Task to complete:
Quote word for word the lines of the material between the line containing "Find the clear" and the line containing "pixel 799 194", inclusive. Leave the pictures out of your answer.

[Records in a dataset]
**********

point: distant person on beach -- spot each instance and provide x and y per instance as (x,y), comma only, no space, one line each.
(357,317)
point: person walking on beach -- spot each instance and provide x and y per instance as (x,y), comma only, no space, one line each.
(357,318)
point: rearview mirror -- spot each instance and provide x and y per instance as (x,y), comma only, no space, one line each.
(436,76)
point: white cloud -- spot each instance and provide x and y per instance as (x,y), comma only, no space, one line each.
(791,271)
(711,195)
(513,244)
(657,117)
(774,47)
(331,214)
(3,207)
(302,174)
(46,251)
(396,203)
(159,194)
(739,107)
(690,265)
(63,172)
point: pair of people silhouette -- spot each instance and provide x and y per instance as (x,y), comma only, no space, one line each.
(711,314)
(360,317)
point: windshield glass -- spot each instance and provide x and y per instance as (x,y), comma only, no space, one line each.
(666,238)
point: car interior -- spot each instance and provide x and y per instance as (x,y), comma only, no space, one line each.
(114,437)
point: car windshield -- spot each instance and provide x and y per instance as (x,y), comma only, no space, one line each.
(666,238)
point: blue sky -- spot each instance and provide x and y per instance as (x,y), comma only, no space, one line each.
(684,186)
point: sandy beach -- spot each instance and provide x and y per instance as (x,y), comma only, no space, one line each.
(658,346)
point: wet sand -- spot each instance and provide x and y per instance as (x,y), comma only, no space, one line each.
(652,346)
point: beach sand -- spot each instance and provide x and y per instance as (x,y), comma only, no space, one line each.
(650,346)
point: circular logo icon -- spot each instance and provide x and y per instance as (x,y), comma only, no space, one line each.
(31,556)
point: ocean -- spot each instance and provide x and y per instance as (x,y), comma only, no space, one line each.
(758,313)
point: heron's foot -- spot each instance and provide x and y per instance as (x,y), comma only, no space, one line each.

**********

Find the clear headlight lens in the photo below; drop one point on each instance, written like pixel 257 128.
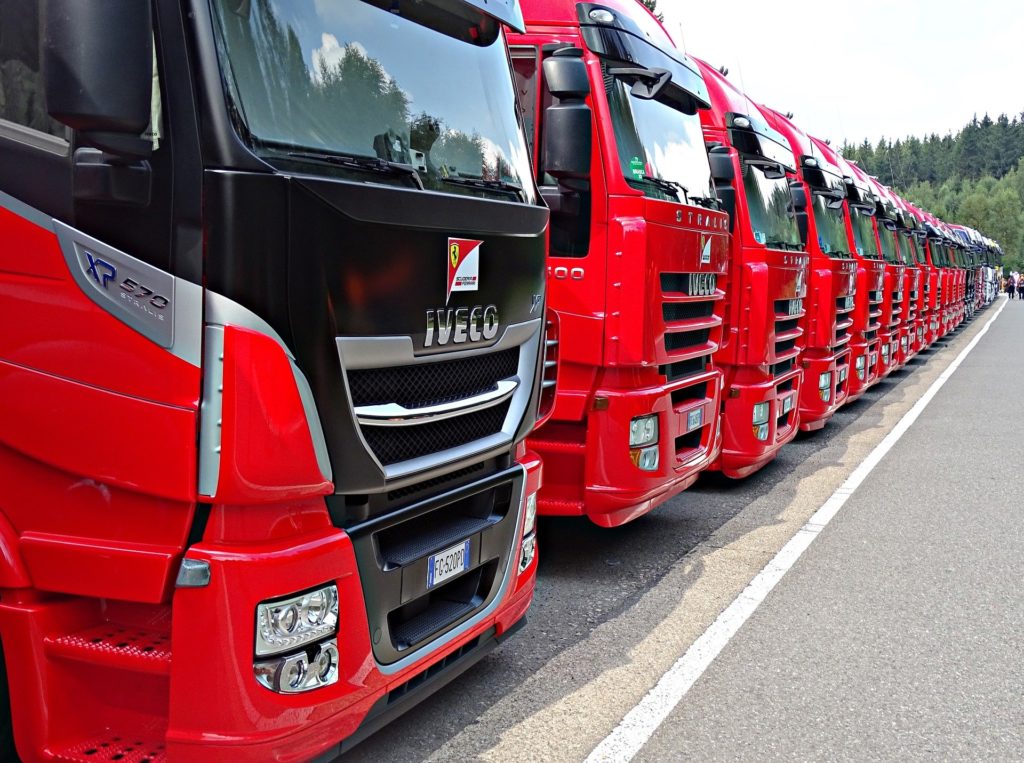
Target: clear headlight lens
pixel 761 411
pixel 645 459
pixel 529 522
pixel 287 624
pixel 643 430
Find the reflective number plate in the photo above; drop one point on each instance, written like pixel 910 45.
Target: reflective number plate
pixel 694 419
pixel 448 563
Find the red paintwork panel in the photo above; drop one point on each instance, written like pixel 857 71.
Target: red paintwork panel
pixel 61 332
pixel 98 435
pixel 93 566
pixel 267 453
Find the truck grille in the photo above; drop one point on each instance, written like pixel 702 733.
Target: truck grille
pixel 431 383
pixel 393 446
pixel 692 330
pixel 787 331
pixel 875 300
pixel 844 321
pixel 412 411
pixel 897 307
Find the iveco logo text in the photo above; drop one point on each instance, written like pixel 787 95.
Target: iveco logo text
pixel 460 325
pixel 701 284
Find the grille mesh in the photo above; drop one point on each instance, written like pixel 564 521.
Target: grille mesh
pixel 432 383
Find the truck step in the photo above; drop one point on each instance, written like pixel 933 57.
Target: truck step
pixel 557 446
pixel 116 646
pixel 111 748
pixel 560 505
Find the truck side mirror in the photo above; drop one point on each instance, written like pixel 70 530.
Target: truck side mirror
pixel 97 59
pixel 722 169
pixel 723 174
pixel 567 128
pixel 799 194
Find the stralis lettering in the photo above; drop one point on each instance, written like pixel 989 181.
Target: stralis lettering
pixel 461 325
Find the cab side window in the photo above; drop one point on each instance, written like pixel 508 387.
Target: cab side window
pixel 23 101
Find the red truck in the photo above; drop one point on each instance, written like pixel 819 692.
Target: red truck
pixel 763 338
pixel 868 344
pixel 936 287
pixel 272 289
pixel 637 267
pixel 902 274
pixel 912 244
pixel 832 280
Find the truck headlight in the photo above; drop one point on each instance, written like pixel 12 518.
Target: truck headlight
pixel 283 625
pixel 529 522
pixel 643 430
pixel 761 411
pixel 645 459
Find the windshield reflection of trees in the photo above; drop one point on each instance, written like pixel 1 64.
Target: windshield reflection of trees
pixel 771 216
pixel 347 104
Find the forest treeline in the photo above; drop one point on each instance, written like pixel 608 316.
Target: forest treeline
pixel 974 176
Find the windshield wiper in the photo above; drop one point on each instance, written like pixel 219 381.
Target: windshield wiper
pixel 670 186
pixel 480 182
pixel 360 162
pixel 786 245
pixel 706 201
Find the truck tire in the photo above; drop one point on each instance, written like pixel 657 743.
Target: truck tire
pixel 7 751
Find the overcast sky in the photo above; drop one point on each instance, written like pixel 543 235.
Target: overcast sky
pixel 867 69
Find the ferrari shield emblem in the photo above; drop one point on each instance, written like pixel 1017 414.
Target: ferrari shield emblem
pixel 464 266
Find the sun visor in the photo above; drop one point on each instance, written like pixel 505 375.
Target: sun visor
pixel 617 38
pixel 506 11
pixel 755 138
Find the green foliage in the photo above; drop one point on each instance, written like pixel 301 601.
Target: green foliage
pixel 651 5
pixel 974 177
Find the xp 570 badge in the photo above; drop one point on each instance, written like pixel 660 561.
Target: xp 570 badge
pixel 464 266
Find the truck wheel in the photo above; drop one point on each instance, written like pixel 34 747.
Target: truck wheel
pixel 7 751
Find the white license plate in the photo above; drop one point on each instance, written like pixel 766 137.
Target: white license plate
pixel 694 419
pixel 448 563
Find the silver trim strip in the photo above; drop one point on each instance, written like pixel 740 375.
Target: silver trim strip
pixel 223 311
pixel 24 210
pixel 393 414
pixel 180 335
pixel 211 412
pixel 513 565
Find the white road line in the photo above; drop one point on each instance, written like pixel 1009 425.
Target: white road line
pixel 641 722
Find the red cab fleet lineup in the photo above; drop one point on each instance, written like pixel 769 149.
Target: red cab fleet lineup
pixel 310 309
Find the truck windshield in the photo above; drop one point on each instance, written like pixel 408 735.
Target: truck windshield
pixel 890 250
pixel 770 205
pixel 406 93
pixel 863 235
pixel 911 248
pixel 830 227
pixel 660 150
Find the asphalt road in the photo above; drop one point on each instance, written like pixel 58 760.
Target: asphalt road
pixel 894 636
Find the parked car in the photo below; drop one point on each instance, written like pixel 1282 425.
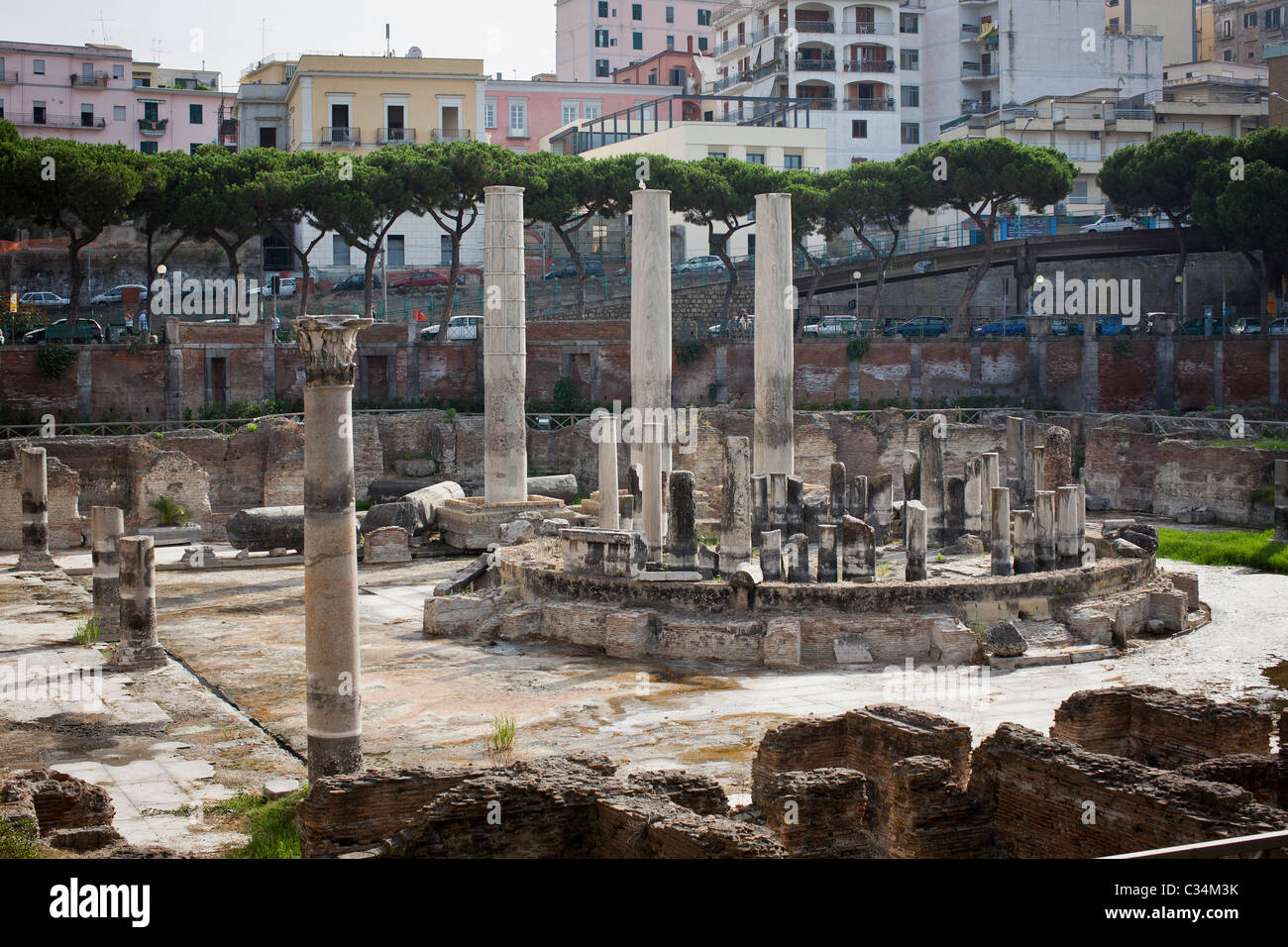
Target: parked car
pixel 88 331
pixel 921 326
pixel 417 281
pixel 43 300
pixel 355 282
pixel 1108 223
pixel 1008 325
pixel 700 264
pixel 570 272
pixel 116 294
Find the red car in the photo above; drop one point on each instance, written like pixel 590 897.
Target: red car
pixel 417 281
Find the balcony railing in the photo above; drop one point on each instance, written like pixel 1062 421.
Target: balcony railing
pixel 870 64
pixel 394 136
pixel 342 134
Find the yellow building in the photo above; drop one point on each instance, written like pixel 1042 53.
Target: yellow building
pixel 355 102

**********

Answer to this task:
Find the clear headlight lens in the photo below; drop one point on each instance, written like pixel 257 128.
Target: clear headlight lens
pixel 761 411
pixel 645 459
pixel 529 522
pixel 287 624
pixel 643 430
Find the reflective number plate in the photo above; drop one point on each instance, written like pixel 910 45.
Target: reflective number plate
pixel 694 419
pixel 448 563
Find the red paintwork panel in the photo above; drop one point on each instance, written like pixel 857 71.
Target: red paintwork panel
pixel 61 332
pixel 98 435
pixel 93 566
pixel 267 453
Find the truck grille in the photo above; drop one point on each instance, written like pixel 702 733.
Target: truck grille
pixel 431 383
pixel 393 446
pixel 692 330
pixel 787 331
pixel 875 300
pixel 844 321
pixel 412 411
pixel 897 307
Find the iveco logo text in the photo above; drop one point on each instance, written like pixel 787 95.
Target: iveco logo text
pixel 460 325
pixel 701 284
Find the grille mesh in the photo above; drop one point on each instance, written like pixel 564 521.
Target: grille mesh
pixel 432 383
Find the truck step in the photo above; drop one point on each instance, written like pixel 933 57.
Target: truck step
pixel 557 446
pixel 116 646
pixel 111 748
pixel 560 505
Find the truck side mirror in the photo above; drop one point on each instance, written like pixel 70 530.
Target: truck side mirror
pixel 97 59
pixel 722 169
pixel 723 174
pixel 567 128
pixel 799 194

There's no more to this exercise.